> [DOCUMENT]:
<<<<

Broadway Babies, aka Broadway Daddies (UK) and Ragazze d'America (Italy), is a 1929 all-talking Pre-Code black and white American musical film produced and distributed by First National Pictures, a subsidiary of Warner Brothers. The film was directed by Mervyn LeRoy and starred Alice White and Charles Delaney.  This was White's first sound film with dialogue.

Plot
Chorus girl Delight "Dee" Foster (Alice White) is in love with stage manager Billy Buvanny (Charles Delaney) and he also loves her. They plan to marry until bootlegger Perc Gessant (Fred Kohler) steps in. Dee is led to believe that Billy is in love with another girl, so she agrees to play around with Gessant when he becomes interested in her. When Gessant proposes marriage, Dee accepts. As they are about to be married, rival gangsters shoot Gessant and he ends up dying. Dee is reconciled with Billy and they become engaged.

Cast
 Alice White as Delight "Dee" Foster
 Marion Byron as Florine Chanler
 Sally Eilers as Navarre King
 Charles Delaney as Billy Buvanny
 Tom Dugan as Scotty
 Bodil Rosing as Sarah Durgan
 Maurice Black as Nick Stepanos
 Fred Kohler as Perc Gessant
 Louis Natheaux as August 'Gus' Brand
 Lew Harvey as Joe, one of the poker players (uncredited)
 Aggie Herring as Landlady (uncredited)
 Al Hill as One of Perc's henchmen (uncredited)
 Armand Kaliz as Tony Ginetti, the nightclub manager (uncredited)

Production
Broadway Babies was one of the many movie musicals with a Broadway setting that were made at the dawn of the "talkie" era.  Such films were called "backstagers", a vogue that evolved during the emergence of sound pictures and from the success of The Jazz Singer (1927) and The Singing Fool (1928), both also Warner Bros.' films.  Broadway Babies was also one of a number of similar vehicles created for Alice White; it was White's first all-sound as well as her most successful picture. The film was adapted from "Broadway Musketeers", a story by Jay Gelzer.

>>>>

> [RECORDED DATA]:

<<<<

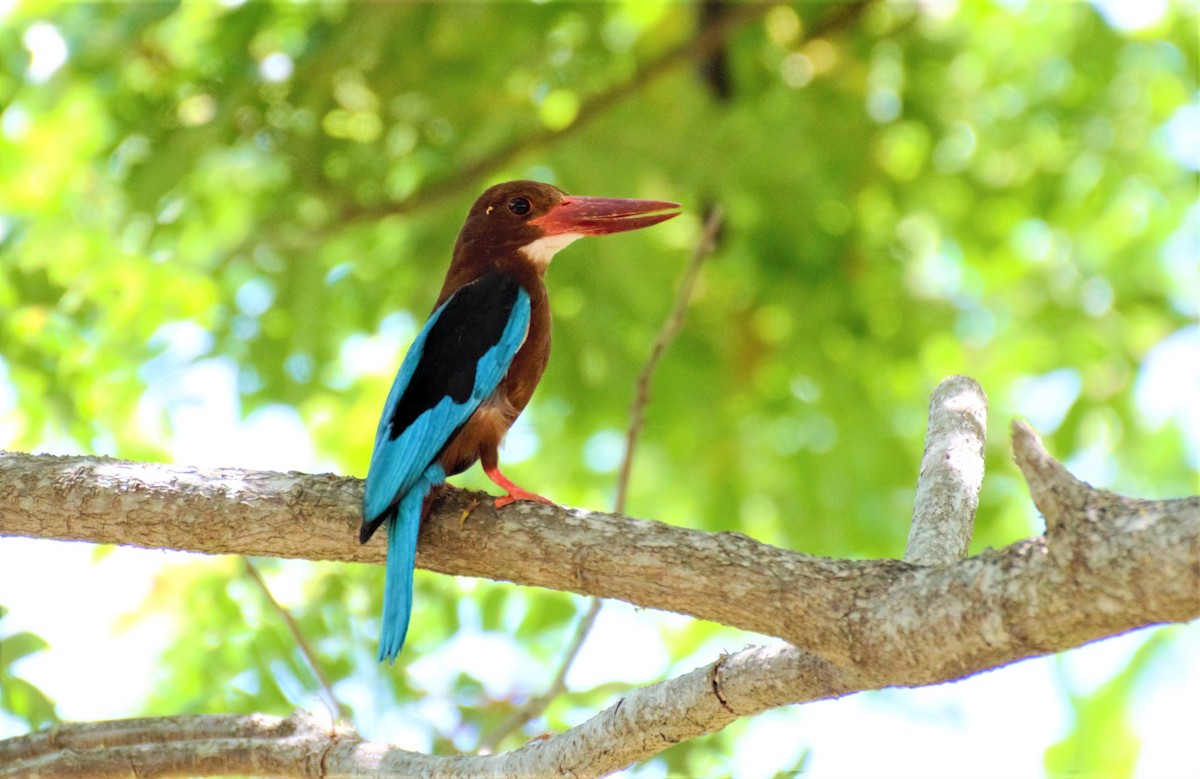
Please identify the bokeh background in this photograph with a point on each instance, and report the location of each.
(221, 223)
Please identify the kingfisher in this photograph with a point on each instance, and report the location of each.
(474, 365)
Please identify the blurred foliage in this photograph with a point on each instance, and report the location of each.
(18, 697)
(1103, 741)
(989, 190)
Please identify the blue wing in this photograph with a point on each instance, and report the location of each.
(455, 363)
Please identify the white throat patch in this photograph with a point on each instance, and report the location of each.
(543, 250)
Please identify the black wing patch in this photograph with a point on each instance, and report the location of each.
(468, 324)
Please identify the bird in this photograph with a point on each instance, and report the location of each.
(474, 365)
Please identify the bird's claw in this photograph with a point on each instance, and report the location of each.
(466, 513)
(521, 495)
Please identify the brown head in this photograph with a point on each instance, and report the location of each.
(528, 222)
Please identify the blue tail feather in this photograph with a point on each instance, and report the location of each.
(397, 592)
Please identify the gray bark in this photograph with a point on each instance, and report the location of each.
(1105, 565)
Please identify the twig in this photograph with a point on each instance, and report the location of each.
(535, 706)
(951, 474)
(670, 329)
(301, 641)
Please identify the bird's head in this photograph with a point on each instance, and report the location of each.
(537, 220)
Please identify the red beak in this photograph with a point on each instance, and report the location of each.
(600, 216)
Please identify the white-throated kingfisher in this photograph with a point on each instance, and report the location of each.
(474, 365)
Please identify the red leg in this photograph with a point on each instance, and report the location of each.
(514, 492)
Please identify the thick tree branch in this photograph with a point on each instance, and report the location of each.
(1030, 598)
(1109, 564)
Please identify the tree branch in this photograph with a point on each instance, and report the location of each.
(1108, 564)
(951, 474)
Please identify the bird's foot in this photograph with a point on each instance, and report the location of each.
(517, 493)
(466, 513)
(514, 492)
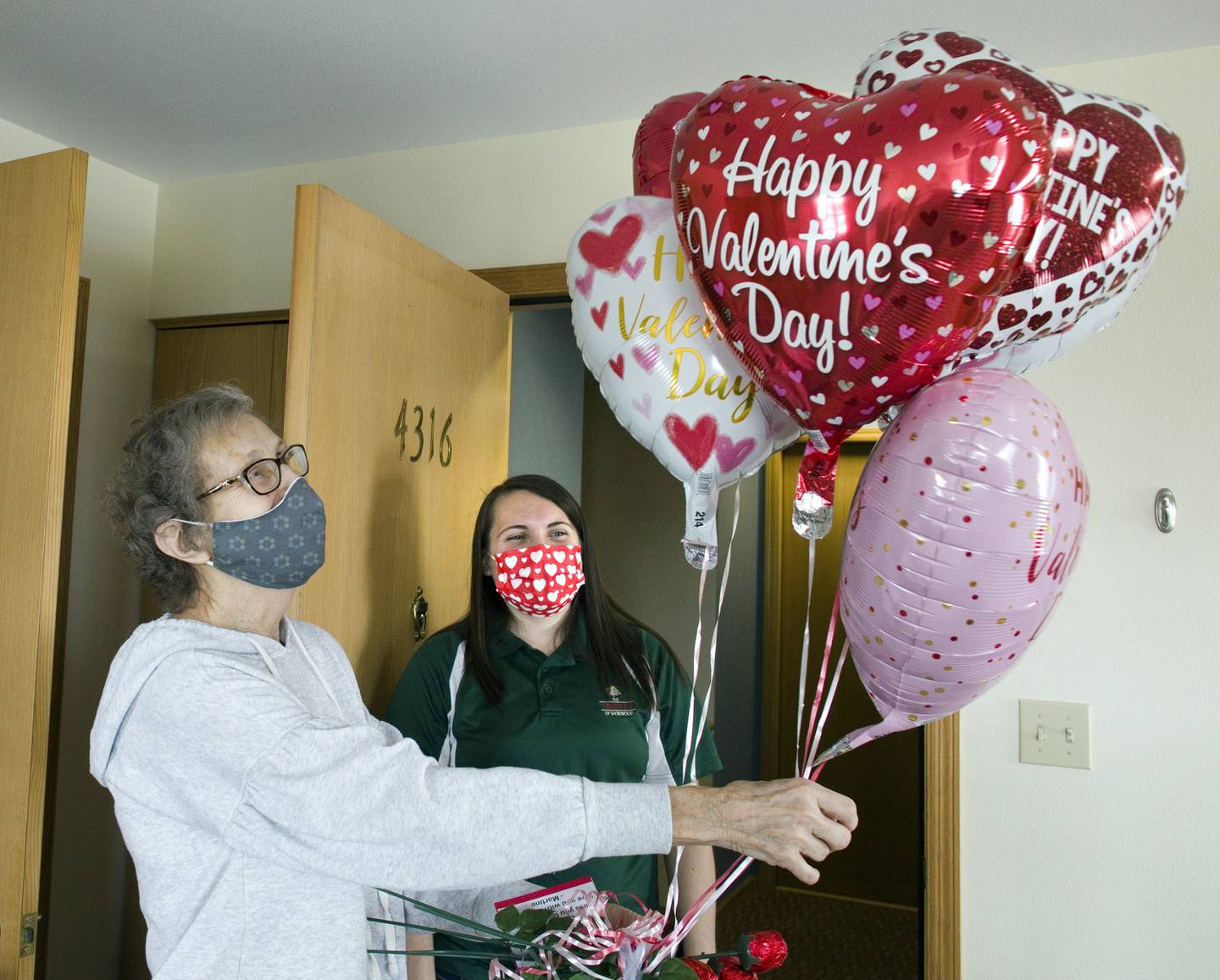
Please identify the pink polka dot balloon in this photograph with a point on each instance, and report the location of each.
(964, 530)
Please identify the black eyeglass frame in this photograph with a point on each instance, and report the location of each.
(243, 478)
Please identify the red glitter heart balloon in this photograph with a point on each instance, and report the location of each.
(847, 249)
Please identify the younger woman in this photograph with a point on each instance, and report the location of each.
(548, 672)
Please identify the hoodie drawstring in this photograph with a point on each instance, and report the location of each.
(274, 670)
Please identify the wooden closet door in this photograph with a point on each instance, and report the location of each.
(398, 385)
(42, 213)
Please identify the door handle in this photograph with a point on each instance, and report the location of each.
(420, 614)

>>>>

> [COMPLETE THE FOLLOWING]:
1 > Answer from the Broadway Babies article:
(a) Which company produced and distributed the film?
(b) Which actor plays Perc Gessant?
(c) What story was the film adapted from, and who wrote it?
2 > Extend the Broadway Babies article from its last sentence onward.
The rows can be set aside; they are not needed here.

> [RESPONSES TO THE EXERCISE]:
1 >
(a) First National Pictures, a subsidiary of Warner Brothers.
(b) Fred Kohler.
(c) "Broadway Musketeers," a story by Jay Gelzer.

2 >
Songs
Three songs were written for White to perform in Broadway Babies: "Wishing and Waiting for Love" with lyrics by Grant Clarke and music by Harry Akst; "Jig, Jig, Jigaloo", lyrics by Al Bryan, music by George W. Meyer; and "Broadway Baby Dolls", also by Bryan and Meyer.  Incidental music included "Give My Regards to Broadway" (George M. Cohan), "Vesti La Giubba" (Ruggero Leoncavallo), and "Bridal Chorus (Here Comes the Bride)" (Richard Wagner).

Preservation
As was common in the era, a silent version was also prepared for theatres not yet equipped for talkies. Only the sound version survives, as a 16mm reduction positive in the Library of Congress collection, although it has been preserved and is shown occasionally on Turner Classic Movies. The film's trailer also survives incomplete.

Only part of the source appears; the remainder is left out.